TEXT:
== Segment start ==

🤖 AI Summary
To address the limitations of keyword selection in sponsored search advertising—namely, overreliance on historical data, absence of online multi-objective optimization, and insufficient quality control—this paper proposes a training-free LLM-based agent framework. The method employs an on-the-fly generation mechanism that dynamically synthesizes keywords by integrating real-time performance signals (e.g., impressions, CTR, CVR, CTA efficacy), multi-objective reward modeling, and self-reflective quality assessment. Its core contributions include: (1) eliminating dependence on large-scale query-keyword pairs; (2) enabling online monitoring and autonomous reasoning; and (3) introducing a self-evaluation-driven closed-loop optimization that significantly improves keyword relevance and advertising performance. Extensive evaluations on benchmark datasets and live advertising campaigns demonstrate consistent superiority over state-of-the-art methods. Ablation studies and human evaluations further validate the effectiveness and quality of each component.
📝 Abstract
Keyword decision in Sponsored Search Advertising is critical to the success of ad campaigns. While LLM-based methods offer automated keyword generation, they face three major limitations: reliance on large-scale query-keyword pair data, lack of online multi-objective performance monitoring and optimization, and weak quality control in keyword selection. These issues hinder the agentic use of LLMs in fully automating keyword decisions by monitoring and reasoning over key performance indicators such as impressions, clicks, conversions, and CTA effectiveness. To overcome these challenges, we propose OMS, a keyword generation framework that is On-the-fly (requires no training data, monitors online performance, and adapts accordingly), Multi-objective (employs agentic reasoning to optimize keywords based on multiple performance metrics), and Self-reflective (agentically evaluates keyword quality). Experiments on benchmarks and real-world ad campaigns show that OMS outperforms existing methods; ablation and human evaluations confirm the effectiveness of each component and the quality of generated keywords.

== Segment end ==

RECORD EXCERPTS:
== Segment start ==

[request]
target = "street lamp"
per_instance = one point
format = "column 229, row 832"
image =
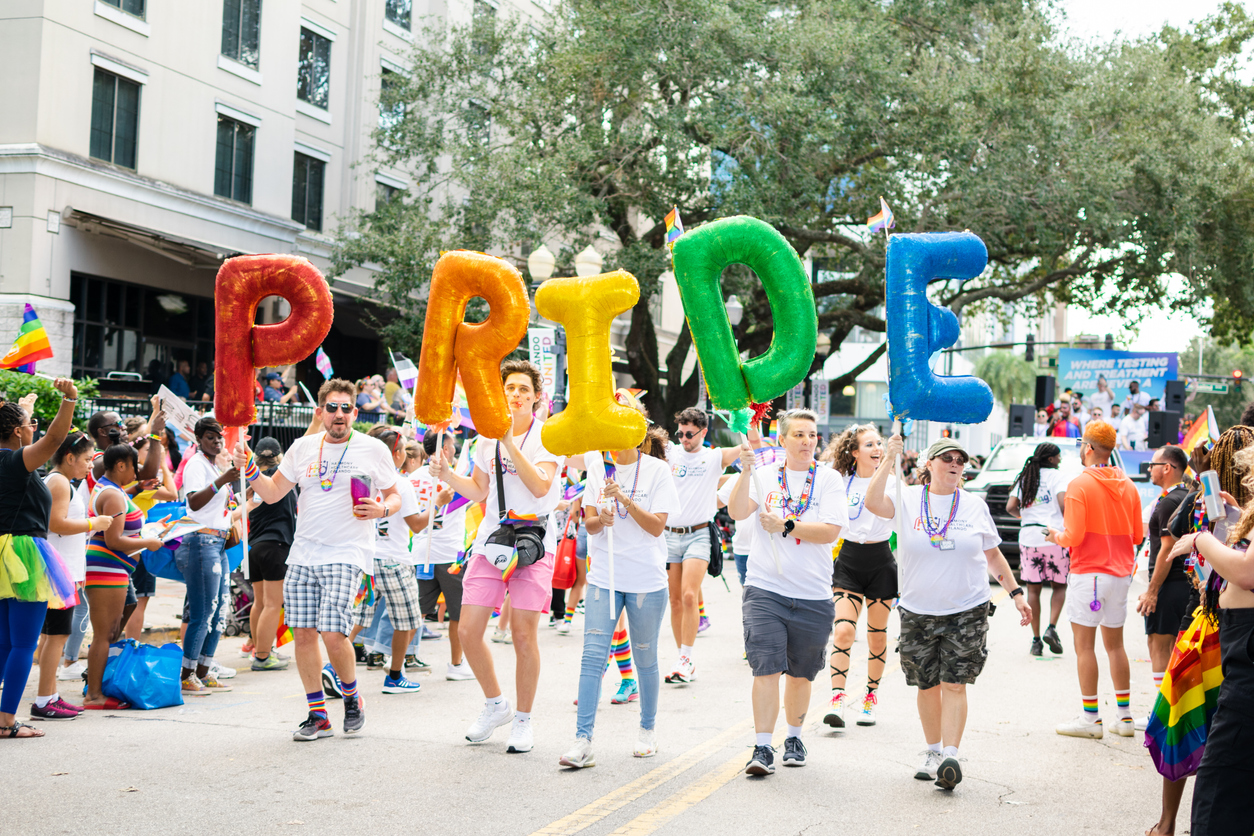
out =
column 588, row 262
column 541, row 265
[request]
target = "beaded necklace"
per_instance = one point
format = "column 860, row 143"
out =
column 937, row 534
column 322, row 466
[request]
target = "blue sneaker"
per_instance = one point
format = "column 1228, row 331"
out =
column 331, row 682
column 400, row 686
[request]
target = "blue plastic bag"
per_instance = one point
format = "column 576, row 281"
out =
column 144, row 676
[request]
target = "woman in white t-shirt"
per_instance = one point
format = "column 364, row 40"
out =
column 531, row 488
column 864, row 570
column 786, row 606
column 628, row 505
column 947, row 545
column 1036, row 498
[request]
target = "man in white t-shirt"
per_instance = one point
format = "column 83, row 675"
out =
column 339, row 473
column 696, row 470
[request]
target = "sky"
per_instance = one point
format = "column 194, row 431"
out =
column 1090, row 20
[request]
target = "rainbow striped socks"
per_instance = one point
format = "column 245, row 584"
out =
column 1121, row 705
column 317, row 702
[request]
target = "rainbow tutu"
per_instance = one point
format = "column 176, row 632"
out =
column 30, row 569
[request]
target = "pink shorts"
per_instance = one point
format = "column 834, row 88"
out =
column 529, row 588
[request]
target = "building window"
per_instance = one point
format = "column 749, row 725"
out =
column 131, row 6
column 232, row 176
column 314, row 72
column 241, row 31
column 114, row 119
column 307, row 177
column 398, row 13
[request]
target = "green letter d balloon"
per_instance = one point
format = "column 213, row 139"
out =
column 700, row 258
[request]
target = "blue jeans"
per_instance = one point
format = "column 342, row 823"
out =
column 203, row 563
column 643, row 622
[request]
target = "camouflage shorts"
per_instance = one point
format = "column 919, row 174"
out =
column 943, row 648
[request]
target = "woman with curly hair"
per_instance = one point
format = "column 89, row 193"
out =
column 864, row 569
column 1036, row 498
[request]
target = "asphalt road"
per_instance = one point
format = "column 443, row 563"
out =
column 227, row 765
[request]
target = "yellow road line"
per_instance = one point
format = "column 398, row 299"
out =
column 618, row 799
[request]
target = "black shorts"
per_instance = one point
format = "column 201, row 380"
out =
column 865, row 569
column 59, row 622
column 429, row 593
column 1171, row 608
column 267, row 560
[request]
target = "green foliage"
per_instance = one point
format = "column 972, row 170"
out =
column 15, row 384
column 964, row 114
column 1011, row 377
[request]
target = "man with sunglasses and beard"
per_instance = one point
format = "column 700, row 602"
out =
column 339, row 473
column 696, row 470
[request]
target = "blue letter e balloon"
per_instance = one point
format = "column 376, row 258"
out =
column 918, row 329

== Segment end ==

ASSIGNMENT:
Please decide whether each statement below agrees with the text about OMS, and back each yes or no with the deciding words quoted from that text. (a) OMS needs large-scale query-keyword pair data for training. (b) OMS was tested on real-world ad campaigns. (c) Human evaluations were used to judge the generated keywords.

TASK OUTPUT:
(a) No: "requires no training data"
(b) Yes: "Experiments on benchmarks and real-world ad campaigns show that OMS outperforms existing methods"
(c) Yes: "ablation and human evaluations confirm the effectiveness of each component and the quality of generated keywords"